▶ Using the information
1 – Do these statements agree with the text on Kamala Harris's election? Answer each with yes or no and quote the words of the text that decide it.
(a) Harris graduated from Howard University in 1986.
(b) Saunders practices law in Atlanta.
(c) Harris attended high school in Montreal.
2 – Answer these questions using the text on Kamala Harris's election.
(a) How many messages did Arrington find when she switched on her cellphone?
(b) Where are the friends gathering this week?
(c) At which university did Harris's mother conduct breast cancer research?
3 – Continue the text on Kamala Harris's election from the point where it stops.

▶ Text section
----

The Atlanta lawyer said she switched on her cellphone when she landed in Richmond, Virginia, saw a stream of 72 messages and “I thought ‘it has to be it.’ ”
Kamala Harris had become the first woman, the first Black woman, the first South Asian — and yes, the first member of the storied Alpha Kappa Alpha Sorority — elected as vice president.
The celebrations began at baggage claim — where Arrington and fellow sorority sister Valyncia Saunders broke into song. It hasn’t stopped since.
Harris’ victory is particularly resonant for Arrington, Saunders and the group of friends gathering at a beach house in the Outer Banks of North Carolina this week. They all attended Howard University, graduating more than a dozen years after Harris did in 1986. And they all have followed and supported her political career — from her ascension as the first woman to serve as California Attorney General, to her election as the first Black woman to represent California in the US Senate and, now, to the doorstep of the White House.
“Her story is our story,” Saunders, who practices law in Richmond, said in a telephone interview Sunday. “I can’t explain how fundamentally life-changing this is for every little Black and Brown girl in this country.”
Harris — the daughter of an Indian mother and Jamaican father — entered Howard University, one of the nation’s oldest historically Black colleges and universities, after a childhood in Northern California and attending high school in Montreal, during her mother’s time conducting breast cancer research at McGill University.
Harris’ ties to her alma mater, the sorority and the broader Divine Nine — as the council of the nine historically Black fraternities and sororities is known — were reaffirmed through her history-making bid for the White House. She even worked occasionally from an office at Howard in the final stretches of the campaign.

----

▶ Provided records
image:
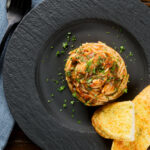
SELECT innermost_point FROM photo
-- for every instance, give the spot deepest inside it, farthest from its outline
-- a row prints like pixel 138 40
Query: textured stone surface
pixel 22 58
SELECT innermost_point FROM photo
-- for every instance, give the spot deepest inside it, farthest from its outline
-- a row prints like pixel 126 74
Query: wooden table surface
pixel 19 141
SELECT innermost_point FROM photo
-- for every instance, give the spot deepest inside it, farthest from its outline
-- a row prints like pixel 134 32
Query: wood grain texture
pixel 19 141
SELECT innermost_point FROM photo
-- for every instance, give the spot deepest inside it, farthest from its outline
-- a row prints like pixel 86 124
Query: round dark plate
pixel 31 66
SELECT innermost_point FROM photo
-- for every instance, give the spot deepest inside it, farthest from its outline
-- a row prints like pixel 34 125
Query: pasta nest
pixel 96 73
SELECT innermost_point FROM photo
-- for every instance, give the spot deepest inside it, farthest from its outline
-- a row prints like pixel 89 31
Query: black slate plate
pixel 31 65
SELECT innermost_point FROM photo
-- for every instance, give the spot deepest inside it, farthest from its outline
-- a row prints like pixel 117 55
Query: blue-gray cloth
pixel 6 120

----

▶ Outputs by task
1 –
(a) Yes: "graduating more than a dozen years after Harris did in 1986"
(b) No: "Saunders, who practices law in Richmond"
(c) Yes: "attending high school in Montreal"

2 –
(a) 72
(b) At a beach house in the Outer Banks of North Carolina
(c) McGill University

3 –
Arrington and other AKA sisters say this reflects a long-standing practice of the sorority celebrating its founding in ways large and small. The friends’ beach reunion this week might include “a happy hour in the evening at 6:08 every day,” Arrington said, laughing.
That a Black woman helped end President Donald Trump’s racially divisive tenure “is the icing on the cake,” said Jacqueline Brooks, another of the AKA friends gathered at the North Carolina beach house.
The day Trump was elected, Brooks said her then-teenage daughter Breanna McDonald burst into tears. “She looked at me and said, ‘How could they pick him?’ Because of the racism and the tension. As a mother, it broke my heart.”
“But to now look up and see a Black woman as vice president, I’m able to say to her: ‘Remember those tears you cried?’ ” said Brooks, a banker who lives in Bethesda, Maryland. “All we had to do was to keep fighting and believing that truth, honesty and dignity would prevail because that’s the life we want.
“That’s the world we want for our children, and that’s the country we want to be.”